■ AUSGEWÄHLTER TEXT ■

Keith Jarrett | News | Ein ausgeschlafenes Quartett

Ein ausgeschlafenes Quartett

Keith Jarrett Sleeper
Keith Jarrett Sleeper© Terje Mosnes/ECM
15.11.2012
“Das unbekannte Meisterwerk” titelte Karl Lippegaus in der SZ, als er dort das Doppelalbum “The Sleeper” von Keith Jarrett und Jan Garbareks “Belonging”-Quartett vorstellte. Und sein Kollege Volker Doberstein schwärmte in tonart von “telepathischem Interplay in Vollendung”.

Text: Jörg Eipasch | Fotos: Daniela Yohannes / Patrick Hinely / Terje Mosnes

33 Jahre lang hatten diese Live-Aufnahmen des bahnbrechenden Ensembles in den Tonarchiven geschlummert. Dann veröffentlichte sie ECM-Produzent Manfred Eicher endlich auf der Doppel-CD “Sleeper”. Und besser, das belegen die Lobeshymnen der Kritiker, hat man dieses inspirierte Ensemble noch nie zuvor gehört!

■ ARBEITSAUFTRAG ■
Ändere in der Meldung über das Album „Sleeper“ „Doppel-CD“ in „Doppel-LP“ und gib dabei den Abschnitt von „Keith Jarrett |“ bis einschließlich „nie zuvor gehört!“ wieder.

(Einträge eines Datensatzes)
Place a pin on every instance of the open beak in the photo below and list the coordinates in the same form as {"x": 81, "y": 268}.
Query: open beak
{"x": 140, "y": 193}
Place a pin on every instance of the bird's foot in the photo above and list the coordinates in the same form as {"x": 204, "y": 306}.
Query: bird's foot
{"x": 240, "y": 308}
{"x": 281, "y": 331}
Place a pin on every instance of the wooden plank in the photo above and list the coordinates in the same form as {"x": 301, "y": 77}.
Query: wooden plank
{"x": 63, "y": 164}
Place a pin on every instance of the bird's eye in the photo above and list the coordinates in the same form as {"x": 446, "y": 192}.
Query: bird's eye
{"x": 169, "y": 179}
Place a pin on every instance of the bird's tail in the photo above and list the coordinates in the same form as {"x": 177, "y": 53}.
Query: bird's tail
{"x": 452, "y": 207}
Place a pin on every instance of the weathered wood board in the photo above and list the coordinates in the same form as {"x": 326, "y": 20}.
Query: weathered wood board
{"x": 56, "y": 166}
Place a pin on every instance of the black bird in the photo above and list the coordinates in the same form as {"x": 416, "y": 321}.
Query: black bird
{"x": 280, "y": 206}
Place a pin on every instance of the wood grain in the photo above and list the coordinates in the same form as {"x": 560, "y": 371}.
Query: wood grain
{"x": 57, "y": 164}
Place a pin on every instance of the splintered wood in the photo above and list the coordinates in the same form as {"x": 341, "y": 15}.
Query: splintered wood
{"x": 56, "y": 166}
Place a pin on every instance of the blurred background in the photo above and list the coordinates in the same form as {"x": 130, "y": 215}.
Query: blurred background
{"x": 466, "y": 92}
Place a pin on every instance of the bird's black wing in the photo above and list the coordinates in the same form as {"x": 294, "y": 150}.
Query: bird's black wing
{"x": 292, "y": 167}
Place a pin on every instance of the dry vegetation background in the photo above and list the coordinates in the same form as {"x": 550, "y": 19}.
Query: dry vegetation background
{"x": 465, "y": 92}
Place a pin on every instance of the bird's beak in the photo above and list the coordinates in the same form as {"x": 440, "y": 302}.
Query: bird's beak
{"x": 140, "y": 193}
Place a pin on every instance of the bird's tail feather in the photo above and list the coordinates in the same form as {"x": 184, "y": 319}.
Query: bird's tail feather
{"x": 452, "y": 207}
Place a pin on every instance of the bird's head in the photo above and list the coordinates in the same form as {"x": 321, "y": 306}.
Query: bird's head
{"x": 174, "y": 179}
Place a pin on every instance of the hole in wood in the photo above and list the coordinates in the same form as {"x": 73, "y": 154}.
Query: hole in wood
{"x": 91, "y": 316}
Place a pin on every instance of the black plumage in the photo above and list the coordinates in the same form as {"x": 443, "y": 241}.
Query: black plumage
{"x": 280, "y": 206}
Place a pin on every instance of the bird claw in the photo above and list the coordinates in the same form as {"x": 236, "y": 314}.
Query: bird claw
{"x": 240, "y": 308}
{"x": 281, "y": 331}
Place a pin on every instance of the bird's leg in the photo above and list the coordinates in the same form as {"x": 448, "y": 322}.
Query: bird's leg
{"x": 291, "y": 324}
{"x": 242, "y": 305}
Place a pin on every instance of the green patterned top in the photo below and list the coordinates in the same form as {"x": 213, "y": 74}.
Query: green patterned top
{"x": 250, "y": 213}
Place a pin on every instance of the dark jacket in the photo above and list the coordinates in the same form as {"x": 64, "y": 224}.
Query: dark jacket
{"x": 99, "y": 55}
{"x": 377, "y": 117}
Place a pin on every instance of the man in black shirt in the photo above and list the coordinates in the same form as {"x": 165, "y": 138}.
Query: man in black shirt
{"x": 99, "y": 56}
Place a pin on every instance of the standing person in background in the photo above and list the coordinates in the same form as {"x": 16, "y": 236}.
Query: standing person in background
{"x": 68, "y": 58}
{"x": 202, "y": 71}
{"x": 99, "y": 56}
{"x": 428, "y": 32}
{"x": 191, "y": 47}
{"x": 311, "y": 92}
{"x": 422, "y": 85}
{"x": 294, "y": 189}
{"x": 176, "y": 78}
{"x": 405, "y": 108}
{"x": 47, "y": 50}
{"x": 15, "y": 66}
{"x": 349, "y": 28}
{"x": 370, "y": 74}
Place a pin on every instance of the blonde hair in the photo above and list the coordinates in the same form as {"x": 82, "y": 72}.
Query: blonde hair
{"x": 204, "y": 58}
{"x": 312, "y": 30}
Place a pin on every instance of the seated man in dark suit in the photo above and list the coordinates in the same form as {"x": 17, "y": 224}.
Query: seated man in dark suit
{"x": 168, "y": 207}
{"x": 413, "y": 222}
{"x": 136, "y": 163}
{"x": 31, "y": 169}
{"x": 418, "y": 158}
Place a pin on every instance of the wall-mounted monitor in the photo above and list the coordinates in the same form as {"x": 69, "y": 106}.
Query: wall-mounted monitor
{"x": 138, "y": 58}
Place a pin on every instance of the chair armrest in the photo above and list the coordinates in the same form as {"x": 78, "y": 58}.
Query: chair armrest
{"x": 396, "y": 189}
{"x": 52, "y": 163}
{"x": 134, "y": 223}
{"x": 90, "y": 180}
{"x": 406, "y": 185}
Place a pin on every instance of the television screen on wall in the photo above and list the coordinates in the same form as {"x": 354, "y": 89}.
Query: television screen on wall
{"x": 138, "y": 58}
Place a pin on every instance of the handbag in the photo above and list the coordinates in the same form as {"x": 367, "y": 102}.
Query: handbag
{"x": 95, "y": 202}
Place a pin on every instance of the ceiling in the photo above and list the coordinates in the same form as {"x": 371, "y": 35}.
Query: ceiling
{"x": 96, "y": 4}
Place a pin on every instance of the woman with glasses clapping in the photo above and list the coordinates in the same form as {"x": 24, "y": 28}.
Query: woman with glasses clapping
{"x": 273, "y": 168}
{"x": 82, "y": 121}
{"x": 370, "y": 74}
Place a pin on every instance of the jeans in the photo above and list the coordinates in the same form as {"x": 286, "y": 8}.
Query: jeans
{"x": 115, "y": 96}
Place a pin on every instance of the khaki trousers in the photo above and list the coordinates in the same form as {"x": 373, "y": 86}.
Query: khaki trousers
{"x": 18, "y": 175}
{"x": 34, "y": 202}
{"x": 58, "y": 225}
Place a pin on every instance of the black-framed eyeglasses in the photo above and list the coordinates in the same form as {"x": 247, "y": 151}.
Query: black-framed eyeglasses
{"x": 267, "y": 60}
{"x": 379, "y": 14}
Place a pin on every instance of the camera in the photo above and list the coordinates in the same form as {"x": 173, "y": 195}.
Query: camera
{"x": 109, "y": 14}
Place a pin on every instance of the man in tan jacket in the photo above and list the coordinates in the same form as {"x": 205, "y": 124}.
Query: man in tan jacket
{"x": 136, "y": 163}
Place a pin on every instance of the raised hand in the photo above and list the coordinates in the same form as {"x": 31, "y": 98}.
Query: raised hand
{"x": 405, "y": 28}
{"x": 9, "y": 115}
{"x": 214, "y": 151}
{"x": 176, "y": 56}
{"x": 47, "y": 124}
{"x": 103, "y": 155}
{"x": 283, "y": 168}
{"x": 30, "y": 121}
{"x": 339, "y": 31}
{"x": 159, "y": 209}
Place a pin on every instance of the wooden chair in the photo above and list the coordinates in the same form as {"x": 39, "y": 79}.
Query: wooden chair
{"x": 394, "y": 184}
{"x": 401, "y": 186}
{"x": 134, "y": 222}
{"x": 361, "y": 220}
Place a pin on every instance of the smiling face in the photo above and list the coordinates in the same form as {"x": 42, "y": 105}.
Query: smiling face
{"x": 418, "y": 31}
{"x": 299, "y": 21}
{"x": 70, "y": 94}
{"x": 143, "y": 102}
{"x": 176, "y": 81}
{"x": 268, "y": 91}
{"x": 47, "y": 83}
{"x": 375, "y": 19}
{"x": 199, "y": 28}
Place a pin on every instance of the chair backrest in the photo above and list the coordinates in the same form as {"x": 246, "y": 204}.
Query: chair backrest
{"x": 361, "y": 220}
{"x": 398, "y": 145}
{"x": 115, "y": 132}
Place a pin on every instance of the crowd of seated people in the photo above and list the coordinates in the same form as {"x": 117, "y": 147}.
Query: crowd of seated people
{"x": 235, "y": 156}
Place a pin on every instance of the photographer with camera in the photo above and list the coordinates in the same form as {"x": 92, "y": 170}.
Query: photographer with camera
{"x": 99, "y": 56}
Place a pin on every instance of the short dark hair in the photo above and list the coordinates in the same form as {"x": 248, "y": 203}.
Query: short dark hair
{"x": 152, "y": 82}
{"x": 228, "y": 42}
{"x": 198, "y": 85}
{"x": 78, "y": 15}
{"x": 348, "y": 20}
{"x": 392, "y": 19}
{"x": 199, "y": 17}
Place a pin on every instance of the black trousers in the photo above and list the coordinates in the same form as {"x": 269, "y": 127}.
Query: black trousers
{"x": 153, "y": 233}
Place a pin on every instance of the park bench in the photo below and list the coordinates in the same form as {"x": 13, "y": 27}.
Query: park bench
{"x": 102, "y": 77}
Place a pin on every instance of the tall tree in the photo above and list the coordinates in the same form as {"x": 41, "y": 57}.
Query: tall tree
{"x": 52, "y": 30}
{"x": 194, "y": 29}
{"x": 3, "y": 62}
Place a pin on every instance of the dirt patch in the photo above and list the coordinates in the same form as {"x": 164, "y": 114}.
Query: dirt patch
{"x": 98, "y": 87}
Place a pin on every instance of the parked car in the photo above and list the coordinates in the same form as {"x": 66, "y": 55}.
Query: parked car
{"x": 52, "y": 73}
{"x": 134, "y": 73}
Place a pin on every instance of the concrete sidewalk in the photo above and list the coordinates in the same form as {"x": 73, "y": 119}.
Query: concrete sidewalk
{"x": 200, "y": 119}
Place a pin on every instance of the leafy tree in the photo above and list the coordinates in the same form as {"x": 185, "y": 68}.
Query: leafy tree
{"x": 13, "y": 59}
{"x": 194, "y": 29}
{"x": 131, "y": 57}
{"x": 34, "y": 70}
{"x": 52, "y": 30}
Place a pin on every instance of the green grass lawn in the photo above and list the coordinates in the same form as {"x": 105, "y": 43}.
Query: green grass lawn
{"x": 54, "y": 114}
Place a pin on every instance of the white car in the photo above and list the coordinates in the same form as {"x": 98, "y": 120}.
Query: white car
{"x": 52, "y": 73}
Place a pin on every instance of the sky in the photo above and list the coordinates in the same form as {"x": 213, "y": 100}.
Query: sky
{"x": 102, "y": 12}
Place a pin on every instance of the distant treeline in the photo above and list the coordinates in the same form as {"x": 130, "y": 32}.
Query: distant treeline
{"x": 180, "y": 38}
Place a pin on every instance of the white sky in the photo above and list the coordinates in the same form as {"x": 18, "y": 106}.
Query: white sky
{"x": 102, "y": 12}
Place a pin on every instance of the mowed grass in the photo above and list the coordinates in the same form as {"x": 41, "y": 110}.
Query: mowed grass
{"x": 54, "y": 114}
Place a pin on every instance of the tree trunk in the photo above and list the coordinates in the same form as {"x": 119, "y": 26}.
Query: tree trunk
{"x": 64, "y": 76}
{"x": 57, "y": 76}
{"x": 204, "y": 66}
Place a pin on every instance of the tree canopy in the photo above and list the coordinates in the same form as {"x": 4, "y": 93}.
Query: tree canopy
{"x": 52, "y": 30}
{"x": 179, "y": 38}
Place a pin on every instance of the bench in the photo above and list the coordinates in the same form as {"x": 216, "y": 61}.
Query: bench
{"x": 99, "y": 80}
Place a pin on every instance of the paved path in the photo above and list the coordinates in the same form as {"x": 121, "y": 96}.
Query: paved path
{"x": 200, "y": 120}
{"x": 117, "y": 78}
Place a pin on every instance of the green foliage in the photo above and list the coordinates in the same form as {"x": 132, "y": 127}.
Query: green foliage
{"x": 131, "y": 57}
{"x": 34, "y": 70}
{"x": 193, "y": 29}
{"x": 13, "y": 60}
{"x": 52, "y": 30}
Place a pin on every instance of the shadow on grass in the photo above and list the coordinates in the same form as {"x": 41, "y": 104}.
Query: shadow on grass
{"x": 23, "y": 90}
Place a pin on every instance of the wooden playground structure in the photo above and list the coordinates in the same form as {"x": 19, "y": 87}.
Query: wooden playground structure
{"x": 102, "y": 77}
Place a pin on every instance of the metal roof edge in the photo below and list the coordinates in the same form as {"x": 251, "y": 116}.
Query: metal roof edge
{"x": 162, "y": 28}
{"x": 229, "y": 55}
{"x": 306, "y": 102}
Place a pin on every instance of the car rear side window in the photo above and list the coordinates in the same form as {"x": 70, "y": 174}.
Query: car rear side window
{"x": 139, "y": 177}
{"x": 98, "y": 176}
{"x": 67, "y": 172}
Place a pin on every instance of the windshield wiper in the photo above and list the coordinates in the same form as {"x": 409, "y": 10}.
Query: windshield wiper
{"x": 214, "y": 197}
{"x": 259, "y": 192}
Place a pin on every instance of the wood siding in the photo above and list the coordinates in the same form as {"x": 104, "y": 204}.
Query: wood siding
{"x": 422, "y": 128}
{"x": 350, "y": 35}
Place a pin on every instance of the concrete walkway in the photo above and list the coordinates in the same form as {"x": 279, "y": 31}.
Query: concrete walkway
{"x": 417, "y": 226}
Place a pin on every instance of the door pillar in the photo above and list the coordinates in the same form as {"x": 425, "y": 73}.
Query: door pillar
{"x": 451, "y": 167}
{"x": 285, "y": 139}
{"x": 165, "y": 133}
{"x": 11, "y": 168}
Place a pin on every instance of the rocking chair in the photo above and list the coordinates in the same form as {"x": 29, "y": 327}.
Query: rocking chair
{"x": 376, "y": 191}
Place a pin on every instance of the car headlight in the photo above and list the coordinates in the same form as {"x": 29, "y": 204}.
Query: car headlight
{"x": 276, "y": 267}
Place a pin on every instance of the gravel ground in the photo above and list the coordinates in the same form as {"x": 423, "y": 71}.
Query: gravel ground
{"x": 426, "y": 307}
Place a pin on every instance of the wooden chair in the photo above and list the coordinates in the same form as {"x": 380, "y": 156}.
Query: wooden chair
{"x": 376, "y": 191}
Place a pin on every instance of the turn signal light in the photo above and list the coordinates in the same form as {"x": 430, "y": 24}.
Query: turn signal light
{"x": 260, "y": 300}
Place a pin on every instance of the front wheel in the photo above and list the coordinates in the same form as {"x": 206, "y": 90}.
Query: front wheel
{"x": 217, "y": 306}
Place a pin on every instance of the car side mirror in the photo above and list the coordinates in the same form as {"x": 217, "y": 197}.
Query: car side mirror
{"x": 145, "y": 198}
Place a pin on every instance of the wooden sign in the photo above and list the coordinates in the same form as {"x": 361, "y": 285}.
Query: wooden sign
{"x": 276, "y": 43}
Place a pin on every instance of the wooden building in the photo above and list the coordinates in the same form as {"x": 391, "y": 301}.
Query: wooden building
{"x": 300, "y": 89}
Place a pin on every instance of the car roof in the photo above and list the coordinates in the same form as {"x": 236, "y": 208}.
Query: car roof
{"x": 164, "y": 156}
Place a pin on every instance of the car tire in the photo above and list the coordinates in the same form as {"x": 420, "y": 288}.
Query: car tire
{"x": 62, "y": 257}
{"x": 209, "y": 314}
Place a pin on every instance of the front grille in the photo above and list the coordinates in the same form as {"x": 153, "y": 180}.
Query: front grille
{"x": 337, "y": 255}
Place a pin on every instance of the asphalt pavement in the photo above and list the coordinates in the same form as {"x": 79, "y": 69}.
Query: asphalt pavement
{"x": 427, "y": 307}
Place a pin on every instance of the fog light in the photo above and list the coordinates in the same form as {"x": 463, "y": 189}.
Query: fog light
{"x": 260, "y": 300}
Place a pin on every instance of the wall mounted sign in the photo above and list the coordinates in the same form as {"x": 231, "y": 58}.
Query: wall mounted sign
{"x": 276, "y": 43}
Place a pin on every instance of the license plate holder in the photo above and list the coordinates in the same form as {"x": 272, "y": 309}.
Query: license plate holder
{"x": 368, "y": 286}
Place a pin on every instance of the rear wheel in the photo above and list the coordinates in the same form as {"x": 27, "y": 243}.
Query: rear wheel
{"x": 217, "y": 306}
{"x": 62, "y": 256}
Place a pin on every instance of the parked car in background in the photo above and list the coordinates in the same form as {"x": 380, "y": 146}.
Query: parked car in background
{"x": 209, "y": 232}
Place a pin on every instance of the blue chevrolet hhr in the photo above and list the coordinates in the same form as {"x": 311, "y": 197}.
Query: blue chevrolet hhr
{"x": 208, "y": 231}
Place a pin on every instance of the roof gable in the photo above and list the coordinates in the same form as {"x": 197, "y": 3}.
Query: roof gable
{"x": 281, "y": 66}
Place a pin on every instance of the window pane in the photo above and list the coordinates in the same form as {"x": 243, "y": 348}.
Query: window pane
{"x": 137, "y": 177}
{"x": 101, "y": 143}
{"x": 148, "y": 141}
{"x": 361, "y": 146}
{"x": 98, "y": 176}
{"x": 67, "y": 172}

■ ERGEBNIS ■
Keith Jarrett | News | Ein ausgeschlafenes Quartett

Ein ausgeschlafenes Quartett

Keith Jarrett Sleeper
Keith Jarrett Sleeper© Terje Mosnes/ECM
15.11.2012
“Das unbekannte Meisterwerk” titelte Karl Lippegaus in der SZ, als er dort das Doppelalbum “The Sleeper” von Keith Jarrett und Jan Garbareks “Belonging”-Quartett vorstellte. Und sein Kollege Volker Doberstein schwärmte in tonart von “telepathischem Interplay in Vollendung”.

Text: Jörg Eipasch | Fotos: Daniela Yohannes / Patrick Hinely / Terje Mosnes

33 Jahre lang hatten diese Live-Aufnahmen des bahnbrechenden Ensembles in den Tonarchiven geschlummert. Dann veröffentlichte sie ECM-Produzent Manfred Eicher endlich auf der Doppel-LP “Sleeper”. Und besser, das belegen die Lobeshymnen der Kritiker, hat man dieses inspirierte Ensemble noch nie zuvor gehört!